## SELECTED EXCERPT
An airport is a place in which time and personal autonomy are suspended, in which the only freedom you possess is the freedom to make purchases. The aggressive automation of labor; the nightmare synthesis of fevered consumerism and authoritarian surveillance; the apocalyptic frisson of knowing that all this exists in service of, and is dependent upon, massive rates of carbon consumption. And always, too, the distant limbic hum of death, the screaming descent of the burning jet, as the situation’s presiding possibilities, the Chekhovian pistols unholstered at security and irrevocably introduced into the psychic theater of air travel. The oppressive space of the airport—the junkspace, to use Rem Koolhaas’s unimprovable term—is the architecture of the future itself.

I kept returning to the Heathrow sushi revelation, internally and in conversations with others, because I encountered it as a sort of wound. I encountered it, I mean, as both a realization of the wrongness of our way of life and a mournful intimation of its future passing.

## DATA EXCERPT

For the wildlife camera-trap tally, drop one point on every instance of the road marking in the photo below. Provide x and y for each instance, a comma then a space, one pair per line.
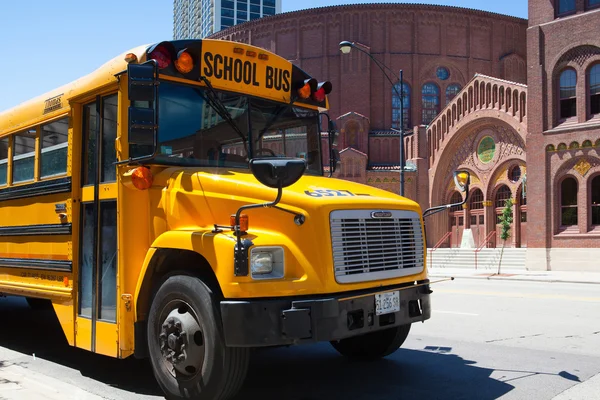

## REQUIREMENT A
From the passage about airports, write out word for word the part from "An airport is" to "the future itself.".
## REQUIREMENT B
Answer these questions from the passage about airports:
(i) Whose term is "junkspace"?
(ii) At which airport did the sushi revelation happen?
(iii) What is the only freedom you have in an airport?
## REQUIREMENT C
Pick up the passage about airports after its last sentence and keep writing.

## FINAL RESULT A
An airport is a place in which time and personal autonomy are suspended, in which the only freedom you possess is the freedom to make purchases. The aggressive automation of labor; the nightmare synthesis of fevered consumerism and authoritarian surveillance; the apocalyptic frisson of knowing that all this exists in service of, and is dependent upon, massive rates of carbon consumption. And always, too, the distant limbic hum of death, the screaming descent of the burning jet, as the situation’s presiding possibilities, the Chekhovian pistols unholstered at security and irrevocably introduced into the psychic theater of air travel. The oppressive space of the airport—the junkspace, to use Rem Koolhaas’s unimprovable term—is the architecture of the future itself.

## FINAL RESULT B
(i) Rem Koolhaas
(ii) Heathrow
(iii) The freedom to make purchases

## FINAL RESULT C
I mentioned it to Andres one afternoon as we sat cross-legged in the grass, and he said it made him think of a graph he had once seen that illustrated the rate of increase of resource consumption throughout the twentieth century and into our time. In the years after the Second World War, he said, the line of consumption had begun to shoot skyward at a vertiginous rate, and looking at it, he experienced a kind of fearful swooning, as though he were gazing downward into an abyss. Looking at the near-vertical line on a page, he said, he felt that he had come into a direct encounter with the absurdity of our world, our way of life.